◆ **Region pointing data**
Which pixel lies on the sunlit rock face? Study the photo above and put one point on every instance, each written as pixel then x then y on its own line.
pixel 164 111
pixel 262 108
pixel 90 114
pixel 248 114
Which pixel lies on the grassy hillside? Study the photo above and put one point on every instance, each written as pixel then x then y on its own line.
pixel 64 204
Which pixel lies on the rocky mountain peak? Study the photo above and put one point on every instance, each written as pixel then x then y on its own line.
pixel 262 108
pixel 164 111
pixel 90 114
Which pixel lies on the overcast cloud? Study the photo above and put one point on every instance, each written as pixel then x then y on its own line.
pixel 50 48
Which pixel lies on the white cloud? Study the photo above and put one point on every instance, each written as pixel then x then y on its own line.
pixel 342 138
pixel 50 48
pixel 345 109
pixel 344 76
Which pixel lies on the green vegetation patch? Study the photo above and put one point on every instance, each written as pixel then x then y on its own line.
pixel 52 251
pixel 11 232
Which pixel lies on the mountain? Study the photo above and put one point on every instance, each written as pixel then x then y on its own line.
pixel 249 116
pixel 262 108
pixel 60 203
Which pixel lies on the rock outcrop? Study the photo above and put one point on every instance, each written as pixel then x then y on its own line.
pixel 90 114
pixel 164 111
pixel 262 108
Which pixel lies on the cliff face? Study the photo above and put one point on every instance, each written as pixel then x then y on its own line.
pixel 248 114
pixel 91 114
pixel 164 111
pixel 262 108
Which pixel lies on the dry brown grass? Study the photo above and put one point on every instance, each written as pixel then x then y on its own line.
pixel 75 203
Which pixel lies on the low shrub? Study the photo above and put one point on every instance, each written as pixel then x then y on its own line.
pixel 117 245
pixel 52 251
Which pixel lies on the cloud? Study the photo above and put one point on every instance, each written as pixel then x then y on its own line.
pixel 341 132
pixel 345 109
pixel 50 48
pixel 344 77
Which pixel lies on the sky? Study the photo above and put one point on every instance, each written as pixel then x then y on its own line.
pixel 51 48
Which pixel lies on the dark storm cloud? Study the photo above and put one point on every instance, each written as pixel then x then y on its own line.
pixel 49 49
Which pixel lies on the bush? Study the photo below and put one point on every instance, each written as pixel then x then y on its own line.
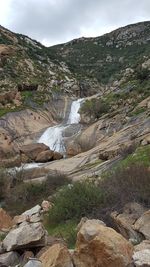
pixel 142 73
pixel 127 184
pixel 29 194
pixel 75 201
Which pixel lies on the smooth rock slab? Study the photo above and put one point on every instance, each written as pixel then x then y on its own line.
pixel 142 258
pixel 33 263
pixel 25 236
pixel 10 258
pixel 56 256
pixel 32 211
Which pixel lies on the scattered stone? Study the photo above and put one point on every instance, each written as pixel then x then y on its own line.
pixel 26 236
pixel 142 225
pixel 33 150
pixel 45 156
pixel 26 256
pixel 46 205
pixel 34 263
pixel 98 245
pixel 10 258
pixel 5 220
pixel 125 221
pixel 56 255
pixel 142 258
pixel 32 211
pixel 57 155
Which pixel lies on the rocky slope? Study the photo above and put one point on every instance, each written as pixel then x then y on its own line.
pixel 27 67
pixel 27 242
pixel 106 58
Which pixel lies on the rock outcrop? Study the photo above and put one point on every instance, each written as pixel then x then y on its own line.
pixel 98 245
pixel 56 255
pixel 5 220
pixel 27 235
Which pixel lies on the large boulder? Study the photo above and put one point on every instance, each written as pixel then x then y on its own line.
pixel 25 236
pixel 142 225
pixel 33 150
pixel 142 258
pixel 33 263
pixel 57 155
pixel 45 156
pixel 56 256
pixel 5 220
pixel 141 254
pixel 98 245
pixel 10 258
pixel 124 222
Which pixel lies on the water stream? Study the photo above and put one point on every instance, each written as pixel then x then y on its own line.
pixel 53 136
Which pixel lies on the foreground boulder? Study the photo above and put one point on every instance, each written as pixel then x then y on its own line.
pixel 98 245
pixel 25 236
pixel 57 155
pixel 141 254
pixel 142 225
pixel 125 221
pixel 10 258
pixel 5 220
pixel 34 263
pixel 56 256
pixel 33 150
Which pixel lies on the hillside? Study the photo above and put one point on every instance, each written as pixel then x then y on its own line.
pixel 27 66
pixel 74 145
pixel 107 57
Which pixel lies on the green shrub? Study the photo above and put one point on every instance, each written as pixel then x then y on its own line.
pixel 75 201
pixel 127 184
pixel 29 194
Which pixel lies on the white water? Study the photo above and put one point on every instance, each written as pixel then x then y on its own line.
pixel 53 136
pixel 74 116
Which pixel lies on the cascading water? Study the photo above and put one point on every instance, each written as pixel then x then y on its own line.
pixel 74 116
pixel 53 136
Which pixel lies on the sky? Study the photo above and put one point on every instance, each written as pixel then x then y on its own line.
pixel 57 21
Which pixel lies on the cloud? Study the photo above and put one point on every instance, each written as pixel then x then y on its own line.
pixel 56 21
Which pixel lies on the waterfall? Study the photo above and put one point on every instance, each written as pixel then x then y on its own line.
pixel 74 116
pixel 53 136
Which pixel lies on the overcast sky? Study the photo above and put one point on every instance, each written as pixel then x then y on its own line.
pixel 57 21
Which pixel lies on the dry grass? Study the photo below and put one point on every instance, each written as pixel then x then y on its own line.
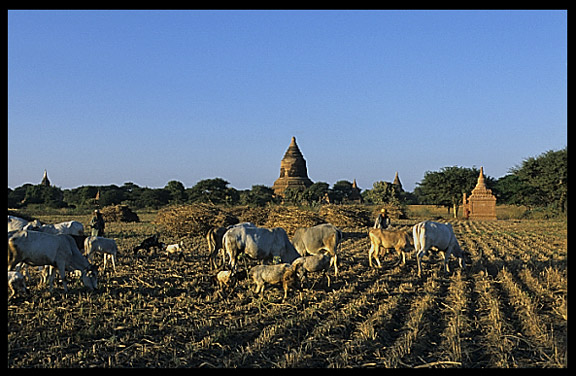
pixel 508 309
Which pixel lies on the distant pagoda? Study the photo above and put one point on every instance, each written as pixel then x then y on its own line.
pixel 293 172
pixel 45 180
pixel 481 205
pixel 397 182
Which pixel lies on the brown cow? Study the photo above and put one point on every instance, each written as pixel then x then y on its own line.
pixel 388 239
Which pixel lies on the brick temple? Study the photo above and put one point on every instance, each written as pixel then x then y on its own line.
pixel 481 205
pixel 293 171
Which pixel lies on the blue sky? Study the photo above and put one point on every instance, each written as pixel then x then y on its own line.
pixel 108 97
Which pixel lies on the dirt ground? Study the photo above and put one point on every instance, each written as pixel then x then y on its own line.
pixel 507 309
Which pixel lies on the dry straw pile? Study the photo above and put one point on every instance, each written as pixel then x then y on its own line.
pixel 291 218
pixel 346 215
pixel 193 220
pixel 197 219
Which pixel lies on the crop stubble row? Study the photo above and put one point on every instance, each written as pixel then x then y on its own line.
pixel 508 309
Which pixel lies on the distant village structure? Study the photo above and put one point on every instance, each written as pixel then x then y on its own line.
pixel 45 180
pixel 293 172
pixel 481 205
pixel 397 182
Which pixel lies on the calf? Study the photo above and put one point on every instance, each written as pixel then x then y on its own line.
pixel 388 239
pixel 441 236
pixel 16 283
pixel 38 249
pixel 274 274
pixel 312 263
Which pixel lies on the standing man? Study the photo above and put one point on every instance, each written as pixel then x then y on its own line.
pixel 382 221
pixel 97 224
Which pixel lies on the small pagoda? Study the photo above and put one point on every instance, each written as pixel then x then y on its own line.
pixel 293 171
pixel 481 205
pixel 45 182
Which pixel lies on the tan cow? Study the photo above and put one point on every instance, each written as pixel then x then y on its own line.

◆ **TASK GOAL**
Output each record verbatim, but skip anything that is a picture.

◆ **RESPONSE TO THE EXERCISE**
Which pixel lies on the sunlit rock face? Study the photo above and put one point on every instance, each written as pixel then x then y on its own line.
pixel 164 111
pixel 262 108
pixel 90 114
pixel 248 114
Which pixel lies on the grassy hillside? Study the photo above and put one point on every instance, each written as pixel then x then y on its own line.
pixel 64 204
Which pixel lies on the rocky mountain peak? Study the photo above and put one point on every instance, each written as pixel then x then y on its own line.
pixel 262 108
pixel 164 111
pixel 90 114
Which pixel lies on the overcast cloud? Study the photo above and put one point on every instance, each written as pixel then x then y on its own line.
pixel 50 48
Which pixel lies on the white cloud? Study the photo above and put one point on every instance, each written as pixel then x then y on its own line.
pixel 342 138
pixel 50 48
pixel 345 109
pixel 344 76
Which pixel lies on the green vegetation patch? Study the photo above and put one point on every instance, each written as pixel then x then y on its own line.
pixel 52 251
pixel 11 232
Which pixel lies on the mountain? Study the photo above and put one point on every instance, each written as pixel then x then y on its own line.
pixel 249 116
pixel 262 108
pixel 60 203
Which pixel lies on the rock outcrop? Study the photo above and put one point on every instance, each written as pixel then x then y on its own line.
pixel 90 114
pixel 164 111
pixel 262 108
Which pixel lies on the cliff face? Study the photo above and put one point on every instance, each written as pixel then x then y on its own line.
pixel 248 114
pixel 91 114
pixel 164 111
pixel 262 108
Which pixel lies on the dry brown grass? Study the photo above and put one point on every instance, each written as pixel then x then y on its own line.
pixel 75 203
Which pixel lies on the low shrub? Study the photo above and put one point on every instance, each written as pixel then x then y on its own line.
pixel 117 245
pixel 52 251
Which pixel lies on the cloud? Study the photo above and put one point on every instance, each written as pixel then x then y on its own line.
pixel 341 132
pixel 345 109
pixel 50 48
pixel 344 77
Which pixel lies on the sky? Study the photo above and put one point on every instance, each written as pixel then x then y on its own line.
pixel 51 48
Which pixel lies on the dark storm cloud? Study the photo above and put one point on every instance, each written as pixel then x then y on its own line.
pixel 49 49
Which pixel lies on the bush? Study the photo below and put one point on every instance, each written as pixel then x then y on its own line.
pixel 142 73
pixel 127 184
pixel 29 194
pixel 75 201
Which pixel lies on the smooth rock slab? Study the photo above and put one point on every instance, each written as pixel then x then y on its own line.
pixel 142 258
pixel 33 263
pixel 25 236
pixel 10 258
pixel 56 256
pixel 32 211
Which pixel lies on the scattered stone? Study the photo above and put one point on every instance, each written as pixel then x then y on its own line.
pixel 26 236
pixel 142 225
pixel 33 150
pixel 45 156
pixel 26 256
pixel 46 205
pixel 34 263
pixel 98 245
pixel 10 258
pixel 5 220
pixel 125 221
pixel 56 255
pixel 142 258
pixel 32 211
pixel 57 155
Which pixel lies on the rocky slope? Study the photo above and put one point on every instance, each written as pixel then x then y on its own line.
pixel 27 67
pixel 27 242
pixel 106 58
Which pixel lies on the rock outcrop? Study the photo above and put one point on every instance, each written as pixel then x then y on its own line.
pixel 98 245
pixel 56 255
pixel 5 220
pixel 27 235
Which pixel lies on the large boulder? Study the photo above and put one point on every instance, each written as pixel then x then y on its own line.
pixel 25 236
pixel 142 225
pixel 33 150
pixel 142 258
pixel 33 263
pixel 57 155
pixel 45 156
pixel 56 256
pixel 5 220
pixel 141 254
pixel 98 245
pixel 10 258
pixel 124 222
Which pixel lies on the water stream? Study the photo above and put one point on every instance, each written as pixel then x then y on its own line.
pixel 53 136
Which pixel lies on the foreground boulder? Study the photo above and put one point on every instance, each written as pixel then x then y on its own line.
pixel 98 245
pixel 25 236
pixel 57 155
pixel 141 254
pixel 142 225
pixel 125 221
pixel 10 258
pixel 5 220
pixel 34 263
pixel 56 256
pixel 33 150
Which pixel lies on the hillside? Study the photo above and put one point on every instance, each written as pixel then x then y on its own line.
pixel 27 66
pixel 74 145
pixel 107 57
Which pixel lies on the green shrub? Study the photo above and put one point on every instance, each written as pixel then x then y on its own line.
pixel 75 201
pixel 127 184
pixel 29 194
Which pixel lies on the white water? Study the photo above and put one point on every instance, each written as pixel then x then y on its own line.
pixel 53 136
pixel 74 116
Which pixel lies on the cascading water? Study the photo above and put one point on every instance, each written as pixel then x then y on its own line.
pixel 74 116
pixel 53 136
Which pixel lies on the sky? Study the photo above and put one point on every instance, each written as pixel then x then y on its own line.
pixel 57 21
Which pixel lies on the cloud? Study the photo above and put one point on every instance, each written as pixel then x then y on its own line.
pixel 56 21
Which pixel lies on the waterfall? Study the photo above and put one point on every instance, each written as pixel then x then y on its own line.
pixel 74 116
pixel 53 136
Which pixel lies on the overcast sky? Study the photo above and put one point on every instance, each written as pixel then x then y on its own line.
pixel 57 21
Which pixel lies on the dry grass? Study the photo below and put one point on every instance, each written as pixel then x then y on its own line.
pixel 508 309
Which pixel lies on the distant pagoda? Study the photo above and put one point on every instance, each written as pixel then x then y on its own line.
pixel 293 172
pixel 45 180
pixel 481 205
pixel 397 182
Which pixel lies on the brown cow? Study the photo above and put one point on every instance, each written as pixel then x then y on its own line.
pixel 388 239
Which pixel lies on the brick temple? Study the photo above and put one point on every instance, each written as pixel then x then y on its own line.
pixel 481 205
pixel 293 171
Which pixel lies on the blue sky? Study the photo above and put one point on every instance, each written as pixel then x then y on its own line.
pixel 108 97
Which pixel lies on the dirt ground? Study the photo above and put one point on every instance, each written as pixel then x then y on its own line.
pixel 507 309
Which pixel lies on the dry straw pile? Study the photo above and put one point on every instance, each written as pixel then x then y on its own line.
pixel 291 218
pixel 346 215
pixel 193 220
pixel 197 219
Which pixel lies on the crop stubble row? Study the photo above and put one point on every instance, each written as pixel then x then y on its own line.
pixel 508 309
Which pixel lies on the distant village structure? Study the photo above and put one point on every instance, each written as pixel then x then y on its own line.
pixel 45 180
pixel 293 172
pixel 481 205
pixel 397 182
Which pixel lies on the calf? Study the photo above and put one point on every instance, each written as pixel then x then y on its own line.
pixel 388 239
pixel 441 236
pixel 16 283
pixel 38 249
pixel 274 274
pixel 312 263
Which pixel lies on the standing man? Study the photo above and put one point on every instance, each written as pixel then x then y on its own line.
pixel 382 221
pixel 97 224
Which pixel lies on the small pagoda? Study the photo above and put one point on every instance, each written as pixel then x then y on its own line.
pixel 293 171
pixel 481 205
pixel 45 182
Which pixel lies on the tan cow? Study the photo above and put one point on every instance, each written as pixel then x then y on its own line.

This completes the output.